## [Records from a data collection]

=====

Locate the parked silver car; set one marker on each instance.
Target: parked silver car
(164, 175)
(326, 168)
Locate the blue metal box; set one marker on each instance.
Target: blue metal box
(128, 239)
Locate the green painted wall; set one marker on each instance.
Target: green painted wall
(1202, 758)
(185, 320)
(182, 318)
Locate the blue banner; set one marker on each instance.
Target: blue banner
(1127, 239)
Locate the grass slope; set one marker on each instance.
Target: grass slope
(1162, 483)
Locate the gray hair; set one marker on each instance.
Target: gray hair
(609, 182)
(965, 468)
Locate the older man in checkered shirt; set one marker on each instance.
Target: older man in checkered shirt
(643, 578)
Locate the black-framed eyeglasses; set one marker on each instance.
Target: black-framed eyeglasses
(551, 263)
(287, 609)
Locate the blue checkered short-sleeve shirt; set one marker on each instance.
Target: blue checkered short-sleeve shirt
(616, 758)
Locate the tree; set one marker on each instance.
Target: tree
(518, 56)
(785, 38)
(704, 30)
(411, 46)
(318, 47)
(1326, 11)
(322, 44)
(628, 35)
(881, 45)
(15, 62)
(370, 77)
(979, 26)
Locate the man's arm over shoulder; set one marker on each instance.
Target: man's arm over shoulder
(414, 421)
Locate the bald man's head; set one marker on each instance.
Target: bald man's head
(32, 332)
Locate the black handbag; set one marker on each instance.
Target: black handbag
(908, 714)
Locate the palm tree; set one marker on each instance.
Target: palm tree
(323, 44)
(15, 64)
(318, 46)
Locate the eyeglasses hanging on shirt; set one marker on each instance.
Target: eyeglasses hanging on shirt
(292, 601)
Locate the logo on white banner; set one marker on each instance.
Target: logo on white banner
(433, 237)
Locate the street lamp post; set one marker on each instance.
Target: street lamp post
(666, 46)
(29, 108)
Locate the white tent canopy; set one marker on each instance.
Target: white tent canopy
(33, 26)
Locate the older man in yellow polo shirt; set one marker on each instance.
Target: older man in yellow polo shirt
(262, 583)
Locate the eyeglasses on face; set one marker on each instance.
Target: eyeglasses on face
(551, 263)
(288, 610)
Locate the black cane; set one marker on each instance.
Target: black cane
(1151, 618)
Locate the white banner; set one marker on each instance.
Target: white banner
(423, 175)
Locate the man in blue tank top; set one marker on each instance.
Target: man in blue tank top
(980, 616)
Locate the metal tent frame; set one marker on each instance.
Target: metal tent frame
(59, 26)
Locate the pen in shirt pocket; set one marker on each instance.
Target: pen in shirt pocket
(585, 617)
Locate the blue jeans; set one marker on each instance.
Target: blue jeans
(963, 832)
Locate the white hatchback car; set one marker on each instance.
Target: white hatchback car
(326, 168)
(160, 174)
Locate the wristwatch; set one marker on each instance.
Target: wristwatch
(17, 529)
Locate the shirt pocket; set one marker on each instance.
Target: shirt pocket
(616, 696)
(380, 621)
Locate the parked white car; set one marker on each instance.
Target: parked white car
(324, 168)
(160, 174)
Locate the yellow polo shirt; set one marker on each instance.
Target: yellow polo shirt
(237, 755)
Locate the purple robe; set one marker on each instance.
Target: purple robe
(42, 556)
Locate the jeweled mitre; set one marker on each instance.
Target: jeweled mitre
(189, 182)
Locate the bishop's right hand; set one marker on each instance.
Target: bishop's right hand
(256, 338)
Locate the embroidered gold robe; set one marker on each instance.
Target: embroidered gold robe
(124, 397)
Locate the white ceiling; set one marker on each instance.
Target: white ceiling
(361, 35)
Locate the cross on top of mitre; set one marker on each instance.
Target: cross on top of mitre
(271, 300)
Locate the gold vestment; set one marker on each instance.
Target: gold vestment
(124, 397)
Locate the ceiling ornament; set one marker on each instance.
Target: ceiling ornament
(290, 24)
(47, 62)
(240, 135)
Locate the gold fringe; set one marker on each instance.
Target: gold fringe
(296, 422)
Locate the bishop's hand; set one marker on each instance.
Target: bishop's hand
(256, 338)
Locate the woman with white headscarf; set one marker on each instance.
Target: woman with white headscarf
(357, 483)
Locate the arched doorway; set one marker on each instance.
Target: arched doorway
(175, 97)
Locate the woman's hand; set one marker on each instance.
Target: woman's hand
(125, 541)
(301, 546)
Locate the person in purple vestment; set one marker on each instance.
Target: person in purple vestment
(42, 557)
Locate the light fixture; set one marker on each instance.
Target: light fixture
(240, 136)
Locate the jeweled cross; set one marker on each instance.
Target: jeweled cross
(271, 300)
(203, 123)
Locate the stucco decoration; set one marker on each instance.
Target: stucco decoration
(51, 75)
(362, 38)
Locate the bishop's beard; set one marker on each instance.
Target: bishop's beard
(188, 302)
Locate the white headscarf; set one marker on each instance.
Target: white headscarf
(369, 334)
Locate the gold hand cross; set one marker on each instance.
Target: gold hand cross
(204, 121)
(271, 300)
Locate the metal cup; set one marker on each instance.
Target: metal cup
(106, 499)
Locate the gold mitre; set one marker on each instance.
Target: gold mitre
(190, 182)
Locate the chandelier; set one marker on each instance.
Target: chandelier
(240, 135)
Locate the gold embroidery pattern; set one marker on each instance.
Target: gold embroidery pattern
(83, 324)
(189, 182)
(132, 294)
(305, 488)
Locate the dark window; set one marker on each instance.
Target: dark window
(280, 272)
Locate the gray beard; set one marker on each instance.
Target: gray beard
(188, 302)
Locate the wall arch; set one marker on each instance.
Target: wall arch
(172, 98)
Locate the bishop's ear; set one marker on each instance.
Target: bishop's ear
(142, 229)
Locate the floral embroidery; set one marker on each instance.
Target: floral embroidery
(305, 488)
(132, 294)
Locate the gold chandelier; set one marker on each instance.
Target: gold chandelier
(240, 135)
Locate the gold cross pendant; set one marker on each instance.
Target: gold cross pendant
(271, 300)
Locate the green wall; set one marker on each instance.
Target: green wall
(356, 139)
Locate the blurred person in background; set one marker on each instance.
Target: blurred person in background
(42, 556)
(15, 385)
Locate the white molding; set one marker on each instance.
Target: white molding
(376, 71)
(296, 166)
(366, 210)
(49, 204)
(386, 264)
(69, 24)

=====

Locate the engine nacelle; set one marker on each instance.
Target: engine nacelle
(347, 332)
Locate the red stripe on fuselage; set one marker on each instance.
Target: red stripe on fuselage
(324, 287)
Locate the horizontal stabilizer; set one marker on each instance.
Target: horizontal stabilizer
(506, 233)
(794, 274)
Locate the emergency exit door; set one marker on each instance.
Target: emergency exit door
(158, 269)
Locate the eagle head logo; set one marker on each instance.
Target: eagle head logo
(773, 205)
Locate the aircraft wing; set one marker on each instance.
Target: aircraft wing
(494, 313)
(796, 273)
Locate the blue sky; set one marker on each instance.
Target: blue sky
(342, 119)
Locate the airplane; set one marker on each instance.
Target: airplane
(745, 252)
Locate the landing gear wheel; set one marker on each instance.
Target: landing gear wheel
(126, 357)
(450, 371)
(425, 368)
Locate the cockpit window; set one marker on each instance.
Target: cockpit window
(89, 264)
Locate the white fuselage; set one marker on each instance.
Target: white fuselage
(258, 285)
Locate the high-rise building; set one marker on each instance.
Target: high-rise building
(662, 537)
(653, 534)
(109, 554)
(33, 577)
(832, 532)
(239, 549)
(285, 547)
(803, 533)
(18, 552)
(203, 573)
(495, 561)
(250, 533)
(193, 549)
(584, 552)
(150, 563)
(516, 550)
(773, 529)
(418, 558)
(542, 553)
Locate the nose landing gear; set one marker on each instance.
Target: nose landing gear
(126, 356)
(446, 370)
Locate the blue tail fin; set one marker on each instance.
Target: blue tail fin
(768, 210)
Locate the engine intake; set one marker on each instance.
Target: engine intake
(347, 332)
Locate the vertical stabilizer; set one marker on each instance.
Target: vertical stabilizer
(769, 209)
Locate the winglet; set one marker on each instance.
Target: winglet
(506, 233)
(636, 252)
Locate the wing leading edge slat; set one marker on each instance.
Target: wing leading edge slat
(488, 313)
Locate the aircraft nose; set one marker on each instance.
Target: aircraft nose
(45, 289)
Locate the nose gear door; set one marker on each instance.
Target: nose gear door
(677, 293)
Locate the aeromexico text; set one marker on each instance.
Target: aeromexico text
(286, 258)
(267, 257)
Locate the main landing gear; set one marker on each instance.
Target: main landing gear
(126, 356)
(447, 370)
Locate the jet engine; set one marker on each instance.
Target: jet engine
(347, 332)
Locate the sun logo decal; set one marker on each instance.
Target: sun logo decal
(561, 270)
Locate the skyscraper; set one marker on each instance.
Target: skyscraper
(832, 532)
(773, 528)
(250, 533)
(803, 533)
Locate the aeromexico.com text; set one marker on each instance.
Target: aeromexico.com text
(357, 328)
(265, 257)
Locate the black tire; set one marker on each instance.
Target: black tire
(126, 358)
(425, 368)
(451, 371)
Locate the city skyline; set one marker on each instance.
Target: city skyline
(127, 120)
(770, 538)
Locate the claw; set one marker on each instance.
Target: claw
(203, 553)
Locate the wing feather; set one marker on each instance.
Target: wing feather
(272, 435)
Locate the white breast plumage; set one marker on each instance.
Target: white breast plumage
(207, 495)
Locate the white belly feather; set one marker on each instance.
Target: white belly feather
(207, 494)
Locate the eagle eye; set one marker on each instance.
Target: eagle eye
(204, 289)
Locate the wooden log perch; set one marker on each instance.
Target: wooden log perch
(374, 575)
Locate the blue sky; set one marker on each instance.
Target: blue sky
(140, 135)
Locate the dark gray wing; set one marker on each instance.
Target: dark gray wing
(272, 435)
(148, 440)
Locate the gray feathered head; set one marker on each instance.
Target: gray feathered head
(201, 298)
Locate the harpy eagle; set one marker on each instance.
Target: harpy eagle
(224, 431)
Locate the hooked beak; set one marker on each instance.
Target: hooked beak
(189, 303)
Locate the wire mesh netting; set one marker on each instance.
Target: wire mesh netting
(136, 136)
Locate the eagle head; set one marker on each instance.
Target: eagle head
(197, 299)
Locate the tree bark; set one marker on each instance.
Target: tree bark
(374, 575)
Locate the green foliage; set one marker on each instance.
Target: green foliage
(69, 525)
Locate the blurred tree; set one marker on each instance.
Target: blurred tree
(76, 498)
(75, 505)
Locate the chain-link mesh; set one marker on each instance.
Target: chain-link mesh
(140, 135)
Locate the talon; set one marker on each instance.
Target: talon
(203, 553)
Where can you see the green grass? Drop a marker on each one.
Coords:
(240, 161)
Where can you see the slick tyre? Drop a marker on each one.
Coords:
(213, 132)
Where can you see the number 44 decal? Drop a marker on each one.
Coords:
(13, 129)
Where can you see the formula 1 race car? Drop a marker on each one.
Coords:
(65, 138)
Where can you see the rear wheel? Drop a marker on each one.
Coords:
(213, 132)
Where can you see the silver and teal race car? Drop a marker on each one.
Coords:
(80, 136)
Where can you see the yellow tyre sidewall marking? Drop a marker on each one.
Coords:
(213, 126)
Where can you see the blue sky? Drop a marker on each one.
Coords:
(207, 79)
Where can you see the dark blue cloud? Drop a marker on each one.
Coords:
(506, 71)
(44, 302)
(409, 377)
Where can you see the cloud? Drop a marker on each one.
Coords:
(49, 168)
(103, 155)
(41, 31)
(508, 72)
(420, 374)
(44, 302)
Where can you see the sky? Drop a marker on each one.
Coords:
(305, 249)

=====

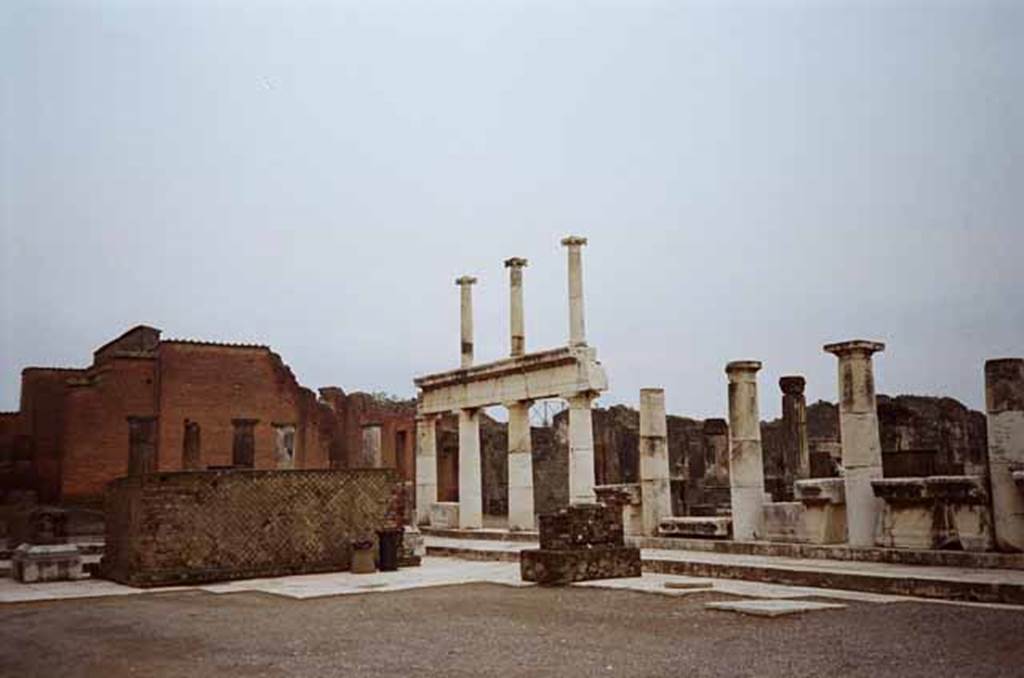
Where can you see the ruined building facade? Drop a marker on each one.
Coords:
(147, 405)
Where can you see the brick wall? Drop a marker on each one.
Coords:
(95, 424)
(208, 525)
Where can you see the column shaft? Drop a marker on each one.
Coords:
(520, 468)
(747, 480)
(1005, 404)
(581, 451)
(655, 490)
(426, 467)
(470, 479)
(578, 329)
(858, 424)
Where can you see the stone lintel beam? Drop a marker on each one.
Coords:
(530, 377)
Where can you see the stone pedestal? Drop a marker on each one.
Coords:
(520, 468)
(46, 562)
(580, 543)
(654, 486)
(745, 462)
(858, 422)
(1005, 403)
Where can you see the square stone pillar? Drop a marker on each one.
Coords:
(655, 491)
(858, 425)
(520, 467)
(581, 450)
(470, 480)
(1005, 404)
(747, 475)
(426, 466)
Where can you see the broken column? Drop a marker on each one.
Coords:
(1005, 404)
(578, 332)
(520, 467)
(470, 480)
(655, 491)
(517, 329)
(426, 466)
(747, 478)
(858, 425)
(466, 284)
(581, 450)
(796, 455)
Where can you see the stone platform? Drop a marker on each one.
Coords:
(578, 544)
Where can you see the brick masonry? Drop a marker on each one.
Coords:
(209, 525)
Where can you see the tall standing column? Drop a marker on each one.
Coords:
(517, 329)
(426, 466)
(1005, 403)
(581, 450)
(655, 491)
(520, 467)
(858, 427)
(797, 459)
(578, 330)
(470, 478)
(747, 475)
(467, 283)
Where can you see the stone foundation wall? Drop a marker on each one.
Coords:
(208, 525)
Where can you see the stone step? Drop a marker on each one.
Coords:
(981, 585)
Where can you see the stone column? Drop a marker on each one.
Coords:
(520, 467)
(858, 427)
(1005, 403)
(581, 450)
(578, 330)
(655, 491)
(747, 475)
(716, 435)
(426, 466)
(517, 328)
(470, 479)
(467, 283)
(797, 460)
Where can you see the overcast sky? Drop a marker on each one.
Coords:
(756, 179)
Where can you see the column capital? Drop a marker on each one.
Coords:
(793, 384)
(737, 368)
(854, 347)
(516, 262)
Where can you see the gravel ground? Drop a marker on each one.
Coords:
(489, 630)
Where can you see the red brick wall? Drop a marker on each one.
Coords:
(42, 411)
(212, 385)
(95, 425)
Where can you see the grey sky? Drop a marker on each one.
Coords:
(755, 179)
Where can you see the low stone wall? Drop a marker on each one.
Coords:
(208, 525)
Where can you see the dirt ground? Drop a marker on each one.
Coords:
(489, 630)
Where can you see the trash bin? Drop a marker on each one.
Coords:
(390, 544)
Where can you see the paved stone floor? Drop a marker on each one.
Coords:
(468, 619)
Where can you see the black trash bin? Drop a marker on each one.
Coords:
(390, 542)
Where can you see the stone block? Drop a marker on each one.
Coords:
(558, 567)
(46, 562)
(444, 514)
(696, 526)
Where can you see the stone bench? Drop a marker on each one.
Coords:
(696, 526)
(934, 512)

=====

## [Directions]
Pick out each line above that contains the word "claw" and copy those lines.

## [Response to this exercise]
Locate the claw; set one marker on each instance.
Target: claw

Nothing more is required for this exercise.